Study text:

▬▬▬

Posted on • Updated on • Originally published at Medium

Cloud-Reset: Reset a Cloud (AWS, GCP, Azure) account to default (delete all unneeded resources!)

Ever wanted to reset (delete all the resources) from a cloud account (AWS/GCP/...)? Now you can, and its really easy.

Easily throw away (DELETE) unneeded resources.

Easily throw away (DELETE) unneeded resources.

Freedom

We want to give everyone the freedom to explore all that AWS has to offer. So we decided to create a 'sandbox' account where everybody could create any resource they want.

Freedom has its cost

Of course, resources cost money. And as good as we are in giving everyone the freedom to explore, we didn't want to spend more money than necessary by having lingering zombie resources that nobody knew even existed.

So, we also wanted to delete all resources periodically.

This was more easily said than done.

Solution

I tried finding some GitHub project that already did this, or at least that we could collaborate.

Although we found a couple (listed below in case you are interested), these we’re written in Go and we’re too complicated to my test.

The project

So I literally this afternoon started a GitHub open-source project to achieve this.

All types of resources are handled by its own class, so its easy to extend.

The filenames are named after the Boto3 resource name (ec2, ec2, ses, s3, etc…). prefixed by the provider (aws_, gcp_, etc)

If you’re interested in this project, I’d love to see your collaborations. We can keep adding resources.

▬▬▬

Data for review:
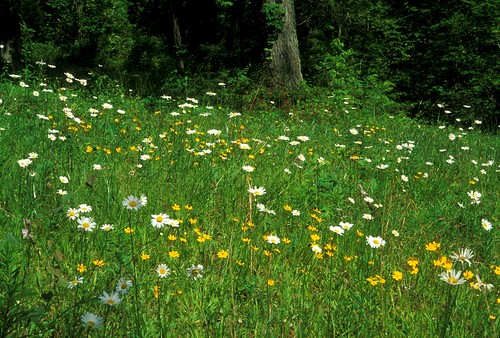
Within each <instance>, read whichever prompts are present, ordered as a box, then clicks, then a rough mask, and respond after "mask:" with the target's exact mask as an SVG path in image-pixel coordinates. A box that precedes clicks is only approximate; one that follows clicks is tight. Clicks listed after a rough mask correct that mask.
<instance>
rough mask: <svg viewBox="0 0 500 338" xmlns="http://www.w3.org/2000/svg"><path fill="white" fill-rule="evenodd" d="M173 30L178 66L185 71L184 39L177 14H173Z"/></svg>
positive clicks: (172, 29) (181, 69) (181, 73)
mask: <svg viewBox="0 0 500 338" xmlns="http://www.w3.org/2000/svg"><path fill="white" fill-rule="evenodd" d="M172 31H173V33H174V46H175V56H176V58H177V68H178V70H179V71H180V72H181V74H182V73H184V60H183V58H182V55H181V53H182V51H181V48H182V39H181V30H180V28H179V21H178V20H177V16H176V15H175V14H172Z"/></svg>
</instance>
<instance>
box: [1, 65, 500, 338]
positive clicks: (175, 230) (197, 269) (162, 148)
mask: <svg viewBox="0 0 500 338" xmlns="http://www.w3.org/2000/svg"><path fill="white" fill-rule="evenodd" d="M66 76H67V79H66V81H64V80H62V81H60V82H59V83H58V82H56V80H50V81H48V80H47V83H44V82H42V81H45V80H43V77H39V78H36V77H34V76H32V77H30V76H28V75H23V76H21V77H20V78H18V77H15V76H14V77H12V76H11V77H9V76H7V75H6V76H4V77H3V81H2V83H0V99H1V100H2V103H1V104H0V116H1V119H0V128H1V129H0V165H1V166H2V185H1V187H2V189H1V190H0V209H1V212H0V221H1V223H2V227H1V228H0V229H1V230H0V234H1V236H2V240H1V243H0V253H1V256H0V273H1V274H2V275H1V278H0V285H1V288H0V292H1V297H0V299H1V302H0V312H1V315H0V318H1V321H2V323H1V324H2V325H0V327H1V330H2V331H0V336H8V335H12V336H24V335H30V336H31V335H54V336H64V337H67V336H79V335H82V334H90V335H94V336H105V335H106V336H111V337H116V336H160V335H163V336H168V335H172V336H180V335H188V336H234V337H239V336H256V337H258V336H273V337H278V336H297V337H305V336H342V335H344V336H367V335H369V336H373V335H378V334H387V335H388V336H414V337H416V336H439V335H441V336H444V335H446V334H448V335H450V336H457V335H458V336H460V335H465V336H494V335H496V334H497V333H498V332H499V330H498V325H499V324H498V323H499V321H498V319H497V317H498V316H499V315H500V313H499V310H500V295H499V293H498V278H499V276H500V262H499V261H498V258H499V252H498V225H497V223H498V218H499V213H498V210H500V205H499V202H498V201H499V200H500V199H499V196H498V188H499V184H498V182H499V180H498V173H499V168H500V167H499V164H498V158H497V157H498V156H497V147H498V145H497V143H498V137H497V136H492V135H485V134H482V133H481V132H479V131H476V130H475V127H476V126H475V125H474V126H464V128H463V129H457V128H455V127H451V126H449V125H446V124H443V125H442V126H434V125H418V124H417V122H415V121H413V120H410V119H408V118H406V117H403V116H395V117H394V116H389V115H384V114H377V115H374V114H372V113H370V112H369V111H365V110H363V107H362V106H360V105H358V106H357V105H354V104H351V103H350V102H349V100H347V99H346V102H345V110H343V111H340V110H339V111H337V110H335V111H332V107H331V106H330V105H329V99H328V98H325V100H324V111H323V112H322V113H321V114H319V113H316V112H312V111H307V109H306V110H301V111H291V112H289V113H286V114H285V113H283V112H280V111H279V110H278V109H276V108H274V106H273V104H272V103H269V104H268V109H267V110H265V111H259V112H245V111H234V110H232V109H231V107H230V106H227V107H226V106H224V104H225V103H224V101H222V100H221V99H220V95H219V94H218V93H219V92H221V91H223V90H225V88H224V86H223V84H218V83H214V87H213V88H207V92H206V94H205V95H201V96H200V97H196V98H175V97H170V96H168V93H166V94H165V95H164V96H162V97H160V98H158V99H157V100H150V99H149V100H144V99H140V98H134V97H133V96H131V94H130V93H128V92H126V91H125V90H123V89H122V88H121V87H113V86H109V87H107V88H108V89H107V90H106V91H105V90H103V89H101V90H95V88H96V87H99V88H106V86H104V85H103V83H98V82H97V81H98V80H96V79H98V78H97V77H95V76H93V77H92V79H94V81H96V83H92V82H91V80H88V81H87V82H85V81H83V79H78V78H75V77H73V76H72V75H71V74H66ZM63 86H64V87H63ZM327 111H328V112H327ZM476 123H477V124H479V123H480V121H477V122H476ZM466 249H468V250H467V251H466ZM452 269H453V270H452ZM458 271H460V275H458V274H457V272H458Z"/></svg>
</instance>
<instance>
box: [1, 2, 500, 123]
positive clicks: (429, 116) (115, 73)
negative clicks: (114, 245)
mask: <svg viewBox="0 0 500 338" xmlns="http://www.w3.org/2000/svg"><path fill="white" fill-rule="evenodd" d="M295 7H296V10H295V12H296V17H297V20H296V21H297V35H298V39H299V46H300V53H301V64H302V72H303V75H304V78H305V80H306V81H307V82H308V83H309V84H310V85H312V86H320V87H327V88H328V90H332V85H333V83H336V84H335V85H334V87H335V88H337V87H338V86H339V82H343V81H344V82H345V83H343V84H342V86H351V85H352V86H354V87H353V88H350V89H347V88H344V89H345V91H347V92H349V91H351V92H352V91H359V88H358V86H361V87H362V89H361V91H363V92H369V88H370V87H373V86H375V87H377V86H378V85H381V86H382V87H384V88H386V89H387V85H386V84H387V83H392V84H394V86H393V87H392V90H391V91H390V92H387V90H386V89H384V92H385V93H386V94H389V95H390V97H391V99H394V100H396V101H399V102H401V103H404V104H406V105H407V107H408V108H409V109H411V111H412V112H413V113H414V114H415V115H419V116H423V117H427V118H429V117H430V118H433V119H442V118H443V114H442V109H441V108H439V107H438V105H437V104H438V103H439V104H440V105H441V104H444V105H445V107H446V109H448V110H451V111H453V113H454V117H453V118H454V119H456V118H460V119H462V121H466V120H476V119H478V120H482V121H483V126H485V125H491V126H494V125H497V124H498V111H499V109H500V108H499V104H498V102H500V81H499V79H498V73H499V71H500V69H499V68H500V66H499V64H498V61H497V59H498V51H499V46H500V29H499V27H500V19H499V18H500V2H499V1H497V0H467V1H459V0H450V1H446V2H443V3H435V2H432V3H430V2H413V1H394V0H384V1H370V0H295ZM0 9H1V14H0V16H1V17H0V20H1V21H2V22H6V23H7V24H8V25H9V27H10V28H9V30H8V31H9V32H10V33H9V34H7V31H3V32H2V35H1V36H0V44H2V45H4V46H5V48H3V49H2V62H3V63H4V64H5V62H14V63H16V62H17V60H22V62H21V63H17V64H15V65H14V66H16V67H24V66H26V65H33V64H34V63H35V61H40V60H43V61H46V62H52V63H57V64H58V65H59V66H63V65H64V64H66V65H71V67H84V68H95V67H97V65H103V66H104V68H105V69H106V71H108V72H109V74H111V75H114V76H116V75H118V74H120V75H121V79H122V80H123V81H125V82H127V83H128V84H129V85H130V86H132V87H136V88H139V89H141V90H142V92H146V91H149V92H151V91H159V90H160V89H161V88H162V86H163V87H164V86H165V85H168V83H176V82H177V79H178V78H179V76H181V77H185V76H187V75H188V76H190V77H192V76H194V75H201V77H203V75H202V74H206V73H207V72H217V73H219V74H226V78H225V81H227V82H229V80H231V76H233V75H231V74H240V73H241V70H244V71H245V73H247V74H248V75H249V76H251V77H252V78H253V79H261V75H262V69H263V66H264V65H265V62H266V57H268V56H269V54H268V53H266V50H268V49H269V48H270V45H272V43H273V41H274V40H275V38H276V36H277V34H278V33H279V31H280V29H282V24H283V20H282V18H283V7H282V4H281V1H274V2H263V1H257V0H230V1H229V0H212V1H201V2H200V1H195V0H184V1H170V0H148V1H137V0H130V1H114V0H94V1H84V0H49V1H44V2H42V1H39V0H22V1H19V2H17V1H12V0H9V1H6V2H4V4H3V5H1V7H0ZM334 41H337V42H340V43H342V44H343V47H342V50H339V49H338V48H335V47H332V43H333V42H334ZM346 53H349V56H348V57H347V55H346ZM339 58H340V59H342V60H343V61H342V62H339V61H338V59H339ZM344 61H345V62H348V63H345V62H344ZM23 63H24V64H23ZM337 67H338V68H337ZM346 67H347V68H346ZM346 69H348V71H347V70H346ZM123 75H124V76H123ZM351 75H352V76H353V78H349V79H348V78H346V76H347V77H350V76H351ZM325 76H326V77H325ZM332 76H333V77H332ZM335 76H339V77H338V78H334V77H335ZM375 79H376V80H375ZM374 80H375V82H376V83H375V82H373V81H374ZM368 83H371V84H368ZM367 86H368V87H367ZM365 87H367V88H365ZM464 105H465V106H467V107H464ZM469 106H470V108H469Z"/></svg>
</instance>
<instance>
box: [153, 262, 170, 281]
mask: <svg viewBox="0 0 500 338" xmlns="http://www.w3.org/2000/svg"><path fill="white" fill-rule="evenodd" d="M156 273H157V274H158V277H160V278H165V277H168V276H169V275H170V269H169V267H168V266H167V265H166V264H159V265H158V266H157V268H156Z"/></svg>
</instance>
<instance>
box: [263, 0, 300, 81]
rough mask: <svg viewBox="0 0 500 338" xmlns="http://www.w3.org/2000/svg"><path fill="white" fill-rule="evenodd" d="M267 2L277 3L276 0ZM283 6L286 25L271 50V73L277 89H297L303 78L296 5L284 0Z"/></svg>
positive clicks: (276, 40) (271, 76)
mask: <svg viewBox="0 0 500 338" xmlns="http://www.w3.org/2000/svg"><path fill="white" fill-rule="evenodd" d="M265 1H266V2H267V3H276V0H265ZM281 5H282V6H283V8H284V10H285V15H284V19H283V20H284V25H283V30H282V31H281V32H280V33H279V35H278V39H277V40H276V41H275V42H274V43H273V47H272V49H271V60H270V62H269V71H270V76H271V81H272V82H273V85H274V86H275V87H280V88H283V87H285V88H297V87H298V85H299V83H300V82H301V81H302V80H303V78H302V70H301V65H300V54H299V42H298V39H297V28H296V22H295V4H294V0H283V1H282V4H281Z"/></svg>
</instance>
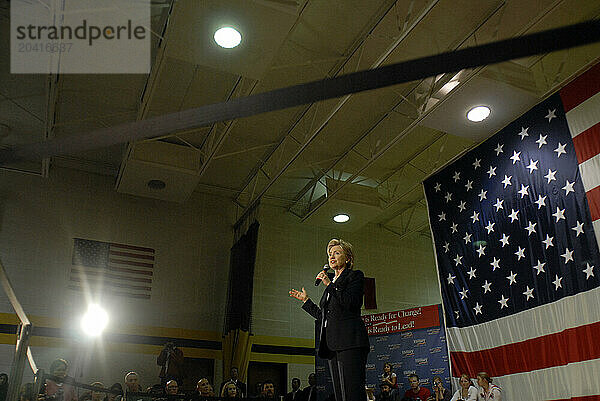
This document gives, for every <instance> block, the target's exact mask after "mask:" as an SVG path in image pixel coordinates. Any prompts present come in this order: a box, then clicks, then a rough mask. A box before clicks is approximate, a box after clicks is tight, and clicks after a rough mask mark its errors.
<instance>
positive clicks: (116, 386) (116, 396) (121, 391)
mask: <svg viewBox="0 0 600 401" xmlns="http://www.w3.org/2000/svg"><path fill="white" fill-rule="evenodd" d="M110 390H112V391H117V392H119V394H112V393H109V394H108V401H120V400H121V398H123V386H121V383H114V384H113V385H112V386H110Z"/></svg>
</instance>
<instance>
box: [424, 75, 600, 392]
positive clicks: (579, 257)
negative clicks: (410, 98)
mask: <svg viewBox="0 0 600 401" xmlns="http://www.w3.org/2000/svg"><path fill="white" fill-rule="evenodd" d="M599 121H600V65H597V66H595V67H594V68H592V69H590V70H589V71H587V72H586V73H585V74H583V75H582V76H580V77H579V78H578V79H577V80H575V81H574V82H573V83H571V84H570V85H568V86H567V87H565V88H564V89H563V90H561V91H560V93H557V94H555V95H553V96H552V97H550V98H549V99H547V100H545V101H544V102H542V103H540V104H538V105H537V106H536V107H534V108H533V109H531V110H530V111H529V112H527V113H526V114H524V115H523V116H522V117H521V118H519V119H518V120H516V121H514V122H513V123H511V124H510V125H508V126H507V127H506V128H504V129H503V130H502V131H500V132H499V133H498V134H496V135H494V136H493V137H491V138H490V139H488V140H487V141H485V142H484V143H482V144H481V145H480V146H478V147H477V148H476V149H474V150H473V151H471V152H469V153H467V154H466V155H464V156H463V157H461V158H460V159H459V160H457V161H456V162H454V163H453V164H451V165H449V166H447V167H445V168H444V169H443V170H442V171H440V172H438V173H436V174H435V175H433V176H431V177H430V178H429V179H427V180H426V182H425V183H424V186H425V193H426V197H427V202H428V208H429V220H430V224H431V228H432V232H433V236H434V246H435V253H436V259H437V266H438V273H439V277H440V283H441V291H442V300H443V305H444V312H445V318H446V327H447V334H448V336H447V338H448V348H449V351H450V359H451V366H452V376H454V377H458V376H459V375H460V374H461V373H463V372H465V373H469V374H471V376H472V377H474V376H475V374H476V373H477V372H479V371H486V372H488V374H490V376H492V377H494V378H496V380H495V381H494V383H495V384H498V385H499V386H500V387H501V388H502V392H503V397H504V398H503V399H506V400H510V401H533V400H600V292H599V291H600V288H599V287H598V286H599V283H600V281H599V280H600V254H599V251H598V233H599V232H600V207H599V206H600V155H599V153H600V124H599Z"/></svg>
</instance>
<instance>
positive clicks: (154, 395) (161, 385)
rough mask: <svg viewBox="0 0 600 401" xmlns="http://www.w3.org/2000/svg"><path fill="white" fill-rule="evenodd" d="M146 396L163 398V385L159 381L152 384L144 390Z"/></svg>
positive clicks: (156, 398)
mask: <svg viewBox="0 0 600 401" xmlns="http://www.w3.org/2000/svg"><path fill="white" fill-rule="evenodd" d="M146 393H148V396H149V397H150V398H152V399H158V398H163V399H164V398H165V387H163V386H162V385H161V384H160V383H157V384H153V385H151V386H150V387H148V389H147V390H146Z"/></svg>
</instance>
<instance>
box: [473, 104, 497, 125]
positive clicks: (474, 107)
mask: <svg viewBox="0 0 600 401" xmlns="http://www.w3.org/2000/svg"><path fill="white" fill-rule="evenodd" d="M490 112H491V110H490V108H489V107H487V106H477V107H473V108H472V109H471V110H469V112H468V113H467V118H468V119H469V121H473V122H475V123H478V122H480V121H483V120H485V119H486V118H488V116H489V115H490Z"/></svg>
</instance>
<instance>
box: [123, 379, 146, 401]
mask: <svg viewBox="0 0 600 401" xmlns="http://www.w3.org/2000/svg"><path fill="white" fill-rule="evenodd" d="M141 392H143V390H142V386H141V385H140V378H139V376H138V374H137V373H135V372H129V373H127V374H126V375H125V388H124V391H123V400H125V401H138V400H141V399H143V398H142V397H141V396H140V397H139V398H135V400H131V399H129V398H127V394H128V393H141Z"/></svg>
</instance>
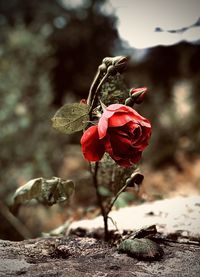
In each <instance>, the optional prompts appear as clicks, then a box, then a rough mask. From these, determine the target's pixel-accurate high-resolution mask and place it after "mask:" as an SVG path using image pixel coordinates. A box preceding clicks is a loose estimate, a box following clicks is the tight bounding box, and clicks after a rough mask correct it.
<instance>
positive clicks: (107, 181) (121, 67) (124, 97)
mask: <svg viewBox="0 0 200 277" xmlns="http://www.w3.org/2000/svg"><path fill="white" fill-rule="evenodd" d="M127 61H128V59H127V58H126V57H123V56H119V57H114V58H112V57H107V58H105V59H103V61H102V64H101V65H100V66H99V67H98V70H97V73H96V75H95V78H94V81H93V82H92V85H91V87H90V90H89V94H88V98H87V100H81V101H80V103H73V104H65V105H64V106H63V107H61V108H60V109H59V110H58V111H57V112H56V114H55V115H54V117H53V118H52V121H53V127H54V128H56V129H57V130H59V131H61V132H64V133H65V134H72V133H74V132H78V131H81V130H82V131H83V135H82V137H81V141H80V142H81V146H82V152H83V155H84V157H85V159H86V160H88V161H89V168H90V171H91V174H92V180H93V185H94V188H95V191H96V196H97V201H98V205H99V208H100V212H101V215H102V216H103V220H104V234H105V240H108V239H109V230H108V219H109V212H110V211H111V209H112V207H113V205H114V204H116V203H115V202H116V200H117V199H118V197H119V196H120V195H121V194H122V193H123V192H124V191H125V190H126V188H127V187H129V188H130V187H134V188H138V187H139V186H140V184H141V183H142V181H143V178H144V177H143V175H142V174H140V173H139V172H138V168H137V165H136V164H137V163H138V162H139V161H140V159H141V156H142V152H143V151H144V150H145V148H146V147H147V145H148V143H149V139H150V136H151V123H150V122H149V120H148V119H146V118H145V117H143V116H142V115H140V114H139V113H138V112H137V111H136V110H135V109H133V106H134V105H135V104H141V103H142V102H143V100H144V96H145V94H146V93H147V88H145V87H143V88H133V89H131V90H128V89H127V88H126V86H125V85H124V83H123V82H122V81H121V80H120V82H119V76H121V75H120V74H121V73H123V71H125V69H126V67H127ZM122 83H123V84H122ZM119 84H120V85H119ZM102 101H103V102H104V103H103V102H102ZM105 104H106V105H105ZM73 190H74V184H73V182H72V181H70V180H67V181H65V180H62V179H61V178H57V177H56V178H55V177H54V178H52V179H44V178H36V179H33V180H32V181H31V182H28V183H27V184H26V185H25V186H24V187H23V188H22V189H20V190H19V191H17V192H16V194H15V197H14V201H15V209H14V210H18V208H19V205H21V204H22V203H24V202H26V201H29V200H31V199H32V198H35V199H38V200H39V201H40V202H41V201H42V203H45V204H47V205H53V204H55V203H60V202H62V201H66V200H68V199H69V197H70V196H71V194H72V193H73ZM54 194H55V195H54Z"/></svg>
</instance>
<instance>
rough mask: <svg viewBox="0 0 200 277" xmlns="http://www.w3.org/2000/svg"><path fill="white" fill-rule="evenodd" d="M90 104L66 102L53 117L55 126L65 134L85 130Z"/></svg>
mask: <svg viewBox="0 0 200 277" xmlns="http://www.w3.org/2000/svg"><path fill="white" fill-rule="evenodd" d="M88 113H89V106H88V105H86V104H82V103H73V104H66V105H64V106H63V107H62V108H60V109H59V110H58V111H57V112H56V114H55V115H54V117H53V118H52V122H53V127H54V128H55V129H57V130H59V131H60V132H62V133H65V134H72V133H74V132H78V131H81V130H83V129H84V128H85V127H86V125H87V122H88V121H89V114H88Z"/></svg>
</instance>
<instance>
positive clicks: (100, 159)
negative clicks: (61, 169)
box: [81, 126, 105, 162]
mask: <svg viewBox="0 0 200 277" xmlns="http://www.w3.org/2000/svg"><path fill="white" fill-rule="evenodd" d="M81 145H82V152H83V155H84V157H85V159H86V160H88V161H90V162H96V161H99V160H101V158H102V157H103V154H104V153H105V146H104V141H103V140H100V139H99V135H98V129H97V126H92V127H90V128H88V129H87V130H86V131H85V132H84V133H83V136H82V138H81Z"/></svg>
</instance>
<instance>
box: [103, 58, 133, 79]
mask: <svg viewBox="0 0 200 277" xmlns="http://www.w3.org/2000/svg"><path fill="white" fill-rule="evenodd" d="M127 62H128V59H127V57H124V56H117V57H106V58H104V59H103V61H102V64H104V65H105V66H106V67H107V72H109V73H110V74H111V75H115V74H116V73H122V72H123V71H125V69H126V67H127Z"/></svg>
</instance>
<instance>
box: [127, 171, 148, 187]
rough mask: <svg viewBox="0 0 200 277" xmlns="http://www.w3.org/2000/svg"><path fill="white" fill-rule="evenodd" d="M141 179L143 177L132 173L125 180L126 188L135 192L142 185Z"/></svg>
mask: <svg viewBox="0 0 200 277" xmlns="http://www.w3.org/2000/svg"><path fill="white" fill-rule="evenodd" d="M143 179H144V176H143V175H142V174H140V173H138V172H134V173H133V174H131V177H130V178H128V179H127V180H126V185H127V187H134V188H135V189H136V190H138V189H139V187H140V185H141V184H142V181H143Z"/></svg>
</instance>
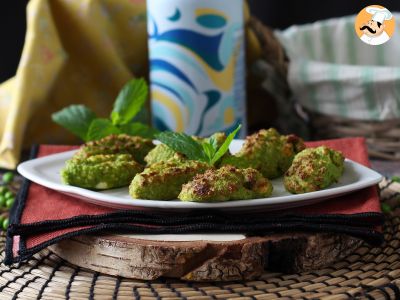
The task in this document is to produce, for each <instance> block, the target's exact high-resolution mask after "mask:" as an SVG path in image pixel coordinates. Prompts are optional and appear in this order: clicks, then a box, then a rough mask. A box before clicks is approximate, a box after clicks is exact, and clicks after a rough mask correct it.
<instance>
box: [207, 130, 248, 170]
mask: <svg viewBox="0 0 400 300" xmlns="http://www.w3.org/2000/svg"><path fill="white" fill-rule="evenodd" d="M240 128H242V125H239V126H238V127H237V128H236V129H235V130H234V131H232V132H231V133H230V134H229V135H228V137H227V138H226V140H225V142H224V143H223V144H222V145H221V147H220V148H219V149H218V151H217V152H216V153H215V155H214V157H213V158H212V160H211V164H212V165H214V164H215V163H216V162H217V161H218V160H219V159H220V158H221V157H222V156H224V154H225V153H226V152H227V151H228V150H229V145H230V144H231V143H232V141H233V139H234V138H235V136H236V134H237V133H238V131H239V130H240Z"/></svg>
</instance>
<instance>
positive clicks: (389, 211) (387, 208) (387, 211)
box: [381, 203, 392, 213]
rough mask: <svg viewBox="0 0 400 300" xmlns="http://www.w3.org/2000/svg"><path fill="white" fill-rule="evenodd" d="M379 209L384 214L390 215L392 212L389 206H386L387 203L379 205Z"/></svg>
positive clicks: (387, 205)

▬▬▬

What to do:
- 1) In the Cloud-Reset post, what language were the existing projects that the author found written in?
- 2) Transcribe the Cloud-Reset post word for word, covering everything from "Although we found" down to "(aws_, gcp_, etc)".

Set of answers:
- 1) Go.

- 2)
Although we found a couple (listed below in case you are interested), these we’re written in Go and we’re too complicated to my test.

The project

So I literally this afternoon started a GitHub open-source project to achieve this.

All types of resources are handled by its own class, so its easy to extend.

The filenames are named after the Boto3 resource name (ec2, ec2, ses, s3, etc…). prefixed by the provider (aws_, gcp_, etc)